Input for this task |
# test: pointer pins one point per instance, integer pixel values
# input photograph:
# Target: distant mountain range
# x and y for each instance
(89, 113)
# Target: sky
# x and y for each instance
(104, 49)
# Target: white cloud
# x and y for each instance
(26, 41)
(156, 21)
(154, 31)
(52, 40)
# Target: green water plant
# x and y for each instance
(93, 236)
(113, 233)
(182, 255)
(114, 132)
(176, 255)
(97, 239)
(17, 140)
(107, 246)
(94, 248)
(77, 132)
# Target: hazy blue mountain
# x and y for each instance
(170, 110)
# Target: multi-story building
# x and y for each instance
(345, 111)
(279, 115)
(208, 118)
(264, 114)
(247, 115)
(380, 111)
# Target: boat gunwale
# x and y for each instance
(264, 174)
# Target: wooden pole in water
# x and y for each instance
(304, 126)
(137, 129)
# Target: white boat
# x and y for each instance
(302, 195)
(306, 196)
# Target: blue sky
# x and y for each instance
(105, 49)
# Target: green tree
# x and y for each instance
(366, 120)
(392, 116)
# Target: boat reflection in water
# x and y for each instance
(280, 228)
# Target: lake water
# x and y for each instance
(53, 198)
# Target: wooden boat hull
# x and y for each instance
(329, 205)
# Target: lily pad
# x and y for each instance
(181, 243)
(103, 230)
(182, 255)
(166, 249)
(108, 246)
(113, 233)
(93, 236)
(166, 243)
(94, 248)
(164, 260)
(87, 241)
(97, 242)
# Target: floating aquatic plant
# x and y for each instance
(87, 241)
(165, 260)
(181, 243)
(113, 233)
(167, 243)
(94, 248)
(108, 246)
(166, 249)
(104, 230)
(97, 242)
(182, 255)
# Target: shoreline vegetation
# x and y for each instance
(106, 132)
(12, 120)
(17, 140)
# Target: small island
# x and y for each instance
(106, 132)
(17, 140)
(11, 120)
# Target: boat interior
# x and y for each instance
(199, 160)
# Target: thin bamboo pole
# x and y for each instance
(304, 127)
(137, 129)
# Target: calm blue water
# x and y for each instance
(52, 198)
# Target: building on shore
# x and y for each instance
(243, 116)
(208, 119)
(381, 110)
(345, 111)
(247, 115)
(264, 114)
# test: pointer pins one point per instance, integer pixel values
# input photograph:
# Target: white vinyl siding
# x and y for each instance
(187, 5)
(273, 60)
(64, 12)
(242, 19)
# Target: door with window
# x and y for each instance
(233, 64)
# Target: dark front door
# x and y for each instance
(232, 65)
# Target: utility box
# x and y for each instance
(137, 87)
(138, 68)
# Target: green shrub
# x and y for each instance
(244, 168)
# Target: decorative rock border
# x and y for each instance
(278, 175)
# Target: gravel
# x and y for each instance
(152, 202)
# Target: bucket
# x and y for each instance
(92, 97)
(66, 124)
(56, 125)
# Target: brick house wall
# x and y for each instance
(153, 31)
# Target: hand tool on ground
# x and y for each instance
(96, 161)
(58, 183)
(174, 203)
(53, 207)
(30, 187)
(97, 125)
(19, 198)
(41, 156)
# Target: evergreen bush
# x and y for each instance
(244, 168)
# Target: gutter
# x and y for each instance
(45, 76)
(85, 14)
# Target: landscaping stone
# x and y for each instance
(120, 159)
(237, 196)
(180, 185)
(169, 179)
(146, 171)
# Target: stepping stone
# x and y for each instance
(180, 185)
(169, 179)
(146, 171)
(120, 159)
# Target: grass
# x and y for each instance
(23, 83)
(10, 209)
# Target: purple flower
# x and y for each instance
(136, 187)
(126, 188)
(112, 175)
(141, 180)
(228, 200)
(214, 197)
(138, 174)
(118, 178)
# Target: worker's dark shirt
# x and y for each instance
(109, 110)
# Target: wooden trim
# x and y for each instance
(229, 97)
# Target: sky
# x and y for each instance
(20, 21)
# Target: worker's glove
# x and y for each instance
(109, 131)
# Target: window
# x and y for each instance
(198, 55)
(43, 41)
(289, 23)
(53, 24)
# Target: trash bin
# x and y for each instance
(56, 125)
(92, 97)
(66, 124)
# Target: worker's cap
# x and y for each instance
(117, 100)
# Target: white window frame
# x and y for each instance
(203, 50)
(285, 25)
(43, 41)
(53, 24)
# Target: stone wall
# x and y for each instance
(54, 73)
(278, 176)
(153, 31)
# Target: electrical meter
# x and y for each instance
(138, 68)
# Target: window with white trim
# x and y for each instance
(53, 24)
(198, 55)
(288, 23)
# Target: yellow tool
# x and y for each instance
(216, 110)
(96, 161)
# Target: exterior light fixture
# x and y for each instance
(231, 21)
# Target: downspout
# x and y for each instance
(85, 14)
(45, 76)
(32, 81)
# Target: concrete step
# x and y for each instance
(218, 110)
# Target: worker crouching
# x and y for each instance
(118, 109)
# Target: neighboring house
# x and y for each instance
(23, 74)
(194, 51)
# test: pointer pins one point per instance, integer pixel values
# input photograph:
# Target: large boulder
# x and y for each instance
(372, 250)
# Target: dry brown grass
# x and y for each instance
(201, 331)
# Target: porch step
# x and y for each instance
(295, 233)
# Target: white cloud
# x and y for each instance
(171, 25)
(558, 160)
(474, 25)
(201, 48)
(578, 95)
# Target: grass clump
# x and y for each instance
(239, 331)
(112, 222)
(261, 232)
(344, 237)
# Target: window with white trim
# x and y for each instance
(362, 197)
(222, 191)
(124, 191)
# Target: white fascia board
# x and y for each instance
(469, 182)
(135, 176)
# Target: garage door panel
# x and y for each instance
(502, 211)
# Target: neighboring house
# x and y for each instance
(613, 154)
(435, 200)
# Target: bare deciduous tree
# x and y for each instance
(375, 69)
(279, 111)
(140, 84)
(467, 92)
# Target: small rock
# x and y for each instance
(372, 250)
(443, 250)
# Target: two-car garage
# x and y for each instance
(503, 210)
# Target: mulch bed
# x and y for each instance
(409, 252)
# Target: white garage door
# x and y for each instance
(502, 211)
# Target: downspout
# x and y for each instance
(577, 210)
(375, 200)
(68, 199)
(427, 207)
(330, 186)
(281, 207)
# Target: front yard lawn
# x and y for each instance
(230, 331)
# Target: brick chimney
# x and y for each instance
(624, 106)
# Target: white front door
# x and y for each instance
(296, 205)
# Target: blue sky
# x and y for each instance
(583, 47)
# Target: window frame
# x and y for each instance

Problem details | Copy the rows above word for word, from the line holding "# Target: small rock" through the last line of the rows, both ends included.

Problem solution |
# Target: small rock
# x and y for each instance
(372, 250)
(443, 250)
# Target: two-car garage
# x and y for each instance
(503, 210)
# Target: mulch bed
# x and y for each instance
(409, 252)
# Target: white garage door
# x and y for each instance
(502, 211)
# Target: downspout
# x and y for each instance
(577, 210)
(375, 200)
(68, 199)
(427, 207)
(330, 186)
(281, 207)
# Target: front yard lawn
# x and y for each instance
(230, 331)
# Target: brick chimney
# x and y for each instance
(624, 106)
# Target: white front door
# x and y for each instance
(296, 205)
# Target: blue sky
# x and y for each instance
(583, 47)
# Target: window frame
# x and y for each instance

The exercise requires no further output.